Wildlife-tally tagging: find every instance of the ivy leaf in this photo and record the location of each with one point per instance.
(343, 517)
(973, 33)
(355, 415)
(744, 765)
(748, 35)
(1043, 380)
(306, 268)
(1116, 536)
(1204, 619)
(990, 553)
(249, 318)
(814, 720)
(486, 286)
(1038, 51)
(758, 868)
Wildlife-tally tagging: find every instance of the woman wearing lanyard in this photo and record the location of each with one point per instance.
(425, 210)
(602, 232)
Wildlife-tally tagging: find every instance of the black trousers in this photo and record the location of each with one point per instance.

──────────

▶ **TASK REQUIREMENTS**: Convert every line of the rows above into a JSON list of strings, one string per line, with blank lines omitted.

▶ **EXERCISE SOLUTION**:
[
  "Wildlife-tally tagging: find every instance of the ivy leaf in this photo and record the location of each with one point per instance.",
  "(343, 517)",
  "(973, 33)",
  "(355, 415)",
  "(744, 765)",
  "(748, 35)",
  "(1043, 380)",
  "(306, 268)",
  "(1116, 536)",
  "(1204, 619)",
  "(990, 553)",
  "(249, 318)",
  "(814, 720)",
  "(486, 286)",
  "(1038, 51)",
  "(758, 868)",
  "Wildlife-tally tagging: find every instance of the woman wearing lanyard in this photo and record the location of each with one point per instance.",
  "(425, 210)",
  "(602, 232)",
  "Wildlife-tally tagging: find every instance of the black trousers in this photo and record the location of each with one point per instance."
]